• _解くべき問題_:
1. 鈴鹿峠越えの本文から、「舗装道の旧道を登って間もなく」から「石垣等の遺構が残存している。」までを一字も変えずに書き出せ。
2. 鈴鹿峠越えの本文の続きを、示された最後の文の後から書き継げ。

鈴鹿峠越え
【2013年10月13日(日)旧東海道 土山宿→坂下宿 道中】
近江国と伊勢国の境、東海道を往来する旅人はこの境に横たわる鈴鹿山脈を越えねばならない。標高378mの鈴鹿峠越えである。古代の東海道は伊勢国の鈴鹿関から加太越えで伊賀へ抜けるルートだったが、平安時代の仁和2年(886年)鈴鹿峠越えの新道(伊勢大路・阿須波道)が開かれて以来、こちらが東海道の本道になった。鈴鹿峠の近江側はなだらかな直線状の坂道に対し、伊勢側は峻険な斜面に敷設された八町二十七曲がりと呼ばれるつづら折れの難路で、東の箱根・西の鈴鹿と並び称される峠越えの難所だった。また、鈴鹿峠一帯は山賊が出没することで知られ、旅人にとってはその恐怖に耐えながらの峠越えとなり、このことも難所と呼ばれた所以の一つなのだろう。峠付近には鏡のような岩肌を持っていたという鏡岩があり、山賊は峠を登ってくる旅人を岩肌に映し見ては襲っていたとの伝説も。鏡岩が”鬼の姿見”とも称される所以である。
より大きな地図で 鈴鹿峠越え を表示

国道1号を離れ、ここから鈴鹿峠旧道へ。

舗装された小路の鈴鹿峠旧道を登ろう。

振り返って京方面を撮影。写真右は国道1号。

舗装道の旧道を登って間もなく、峠付近で万人講常夜燈に迎えられる。江戸時代中期、四国の金比羅参りの講中が建立したもので、高さ5m44cmの巨大な石灯篭。地元の山中村や坂下宿、甲賀谷の人々三千人の奉仕により完成したという。

峠付近の旧道は未舗装路になり、それらしい雰囲気に。沿道に茶畑が広がる。

特に苦労も無く鈴鹿峠に到着。

滋賀県と三重県の境にある近江・伊勢境界碑。ここから先はかつての伊勢国、三重県だ。

鈴鹿峠を三重県側に入り、滋賀県を名残惜しみつつ振り返って撮影。かつての峠付近は澤という立場で、松葉屋・鉄屋・伊勢屋・井筒屋・堺屋・山崎屋という6軒の茶屋があり甘酒が名物だったという。鈴鹿峠を往来する旅人は足を休めつつ、甘酒にほっと一息ついたことだろう。残念ながら往時の様子を窺い知ることはできないが、わずかに石垣等の遺構が残存している。

鈴鹿峠を三重県側に入ってすぐ、「鈴鹿峠」の解説板が立つ。ここから西に山中へ少し入ったところに田村神社旧跡と鏡岩がある。

田村神社旧跡。かつて田村神社が鎮座していた場所だが、現在はその名を刻んだ石柱が立つのみ。鈴鹿峠の山賊を討伐したとの伝説がある坂上田村麻呂を祭神に祀っていた。

これが鈴鹿山の鏡岩。鏡とは程遠い岩肌である。現地の解説板によると「岩面の一部が青黒色の光沢を帯びている。これは鏡肌(スリッケンサイド)と呼ばれ、断層が生じる際に強大な摩擦力によって研磨され、平らな岩面が鏡のような光沢を帯びるようになったものをいう。」と書かれており、鏡岩の山賊伝説はあくまで伝説ということか。

• _データ抜粋_:
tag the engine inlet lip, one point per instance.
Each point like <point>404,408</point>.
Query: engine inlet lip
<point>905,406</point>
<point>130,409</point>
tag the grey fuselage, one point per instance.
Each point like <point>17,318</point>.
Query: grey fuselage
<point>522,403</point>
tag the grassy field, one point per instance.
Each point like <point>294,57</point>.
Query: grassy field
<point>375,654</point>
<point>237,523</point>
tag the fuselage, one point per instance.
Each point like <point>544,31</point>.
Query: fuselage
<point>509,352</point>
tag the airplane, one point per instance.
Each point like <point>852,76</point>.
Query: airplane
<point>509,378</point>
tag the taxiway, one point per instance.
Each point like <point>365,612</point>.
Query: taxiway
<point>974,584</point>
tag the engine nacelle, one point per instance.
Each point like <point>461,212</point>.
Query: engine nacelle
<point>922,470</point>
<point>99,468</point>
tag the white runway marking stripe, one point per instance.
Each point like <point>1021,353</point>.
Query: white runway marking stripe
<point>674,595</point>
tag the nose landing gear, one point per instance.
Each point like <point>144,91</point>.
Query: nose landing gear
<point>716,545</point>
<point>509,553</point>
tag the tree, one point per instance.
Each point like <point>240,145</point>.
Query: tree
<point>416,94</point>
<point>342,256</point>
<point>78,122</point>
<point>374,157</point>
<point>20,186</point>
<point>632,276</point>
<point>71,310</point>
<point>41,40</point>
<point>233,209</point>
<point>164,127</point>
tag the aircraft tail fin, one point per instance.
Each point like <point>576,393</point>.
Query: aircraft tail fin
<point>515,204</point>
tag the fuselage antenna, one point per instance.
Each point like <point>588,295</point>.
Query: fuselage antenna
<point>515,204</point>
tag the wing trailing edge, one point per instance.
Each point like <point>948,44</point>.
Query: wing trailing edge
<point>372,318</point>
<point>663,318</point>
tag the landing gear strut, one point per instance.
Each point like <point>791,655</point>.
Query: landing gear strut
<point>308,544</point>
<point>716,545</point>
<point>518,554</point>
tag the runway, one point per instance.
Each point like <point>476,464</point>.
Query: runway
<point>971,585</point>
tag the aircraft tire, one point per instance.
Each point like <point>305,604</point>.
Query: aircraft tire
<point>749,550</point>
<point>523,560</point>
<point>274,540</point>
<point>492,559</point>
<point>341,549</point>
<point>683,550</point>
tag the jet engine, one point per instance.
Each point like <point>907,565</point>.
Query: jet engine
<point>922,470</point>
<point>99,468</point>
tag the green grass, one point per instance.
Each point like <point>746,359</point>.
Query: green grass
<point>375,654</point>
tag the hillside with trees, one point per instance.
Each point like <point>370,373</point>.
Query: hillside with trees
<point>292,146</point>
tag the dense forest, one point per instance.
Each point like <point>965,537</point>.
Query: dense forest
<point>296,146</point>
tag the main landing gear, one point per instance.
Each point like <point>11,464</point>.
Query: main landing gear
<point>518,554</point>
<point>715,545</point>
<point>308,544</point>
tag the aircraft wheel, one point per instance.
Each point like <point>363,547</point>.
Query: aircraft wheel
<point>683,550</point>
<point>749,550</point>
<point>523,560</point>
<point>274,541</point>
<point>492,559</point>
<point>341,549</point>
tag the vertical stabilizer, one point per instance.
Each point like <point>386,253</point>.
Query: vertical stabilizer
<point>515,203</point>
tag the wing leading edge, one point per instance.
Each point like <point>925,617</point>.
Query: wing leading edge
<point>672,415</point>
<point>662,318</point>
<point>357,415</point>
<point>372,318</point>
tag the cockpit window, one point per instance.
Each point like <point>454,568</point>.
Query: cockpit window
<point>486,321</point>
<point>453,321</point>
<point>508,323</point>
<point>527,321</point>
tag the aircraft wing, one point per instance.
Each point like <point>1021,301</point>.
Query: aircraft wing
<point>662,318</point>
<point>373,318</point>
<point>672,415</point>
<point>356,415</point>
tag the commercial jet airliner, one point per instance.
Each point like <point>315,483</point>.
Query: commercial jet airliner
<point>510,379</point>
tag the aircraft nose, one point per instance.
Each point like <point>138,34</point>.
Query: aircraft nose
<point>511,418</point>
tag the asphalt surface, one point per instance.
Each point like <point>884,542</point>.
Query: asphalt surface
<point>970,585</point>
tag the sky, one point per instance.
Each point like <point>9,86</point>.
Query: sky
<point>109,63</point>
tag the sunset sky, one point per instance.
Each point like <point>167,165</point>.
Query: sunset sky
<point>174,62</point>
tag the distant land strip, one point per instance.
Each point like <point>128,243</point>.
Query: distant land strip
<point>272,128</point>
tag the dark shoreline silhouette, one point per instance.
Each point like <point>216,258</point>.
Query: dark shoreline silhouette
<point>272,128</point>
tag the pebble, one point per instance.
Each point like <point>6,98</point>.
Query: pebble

• _想定される解答_:
1.
舗装道の旧道を登って間もなく、峠付近で万人講常夜燈に迎えられる。江戸時代中期、四国の金比羅参りの講中が建立したもので、高さ5m44cmの巨大な石灯篭。地元の山中村や坂下宿、甲賀谷の人々三千人の奉仕により完成したという。

峠付近の旧道は未舗装路になり、それらしい雰囲気に。沿道に茶畑が広がる。

特に苦労も無く鈴鹿峠に到着。

滋賀県と三重県の境にある近江・伊勢境界碑。ここから先はかつての伊勢国、三重県だ。

鈴鹿峠を三重県側に入り、滋賀県を名残惜しみつつ振り返って撮影。かつての峠付近は澤という立場で、松葉屋・鉄屋・伊勢屋・井筒屋・堺屋・山崎屋という6軒の茶屋があり甘酒が名物だったという。鈴鹿峠を往来する旅人は足を休めつつ、甘酒にほっと一息ついたことだろう。残念ながら往時の様子を窺い知ることはできないが、わずかに石垣等の遺構が残存している。

2.
鏡岩からの眺め。三重県側の山麓が眼下に見渡せ、ここで山賊が襲う旅人の品定めをしていたのかもしれない。

鏡岩から旧東海道に戻って。

八町二十七曲がりと言われた難所、三重県側の鈴鹿峠旧道を降ろう。

途中、茶屋跡と思われる石垣が見られる。

鈴鹿峠旧道にて。最近見かけなくなった気がするアゲハ蝶。
旅人に尋ねてみた どこまで行くのかと いつになれば終えるのかと 旅人は答えた 終わりなどないさ 終わらせることはできるけど♪
ポルノグラフティのお気に入りのフレーズが頭をよぎる。

石畳の階段道。近年に敷設のものか。

平成4年(1992年)関町教育委員会により復元された馬の水飲み鉢。かつて往来する人馬のために水溜めが置かれていたことを偲ぶ。

鈴鹿峠旧道筋にある芭蕉句碑。ここは松尾芭蕉も歩いたであろう道、句を諳んじながら芭蕉に思いを馳せて。
ほっしんの 初に越ゆる 鈴鹿山

鈴鹿峠旧道は国道1号横で平坦地に。東海道自然歩道の案内板等がある。

旧道は高架橋の国道1号と交差。

鈴鹿峠旧道。苔生す石畳に八町二十七曲がりの面影が色濃く残る。

片山神社の鳥居が見えれば急坂の下りは終わり。この辺りの急坂は沿道に灯籠が並んでいたことから”灯篭坂”と呼ばれた。

灯籠坂を降りきった所に片山神社の鳥居が立つ。鈴鹿峠江戸方方上り口にあたる。中山道や会津西街道の過酷な峠越えを経験した者にとっては少々物足りない感じ。

鎌倉時代にこの地に鎮座したと伝わる片山神社。坂上田村麻呂の山賊退治のまつわる伝説の女性、鈴鹿御前を祀ったことに縁起があるとされ、江戸時代には”鈴鹿権現”等とも呼ばれた。そんな由緒ある神社なのだが、平成11年(1999年)神楽殿を残して焼失。現在も本殿が再建されることなく荒れた状態なのは残念の一言しかない。

焼失を免れた神楽殿も崩落寸前の状況。何とかならないものか…。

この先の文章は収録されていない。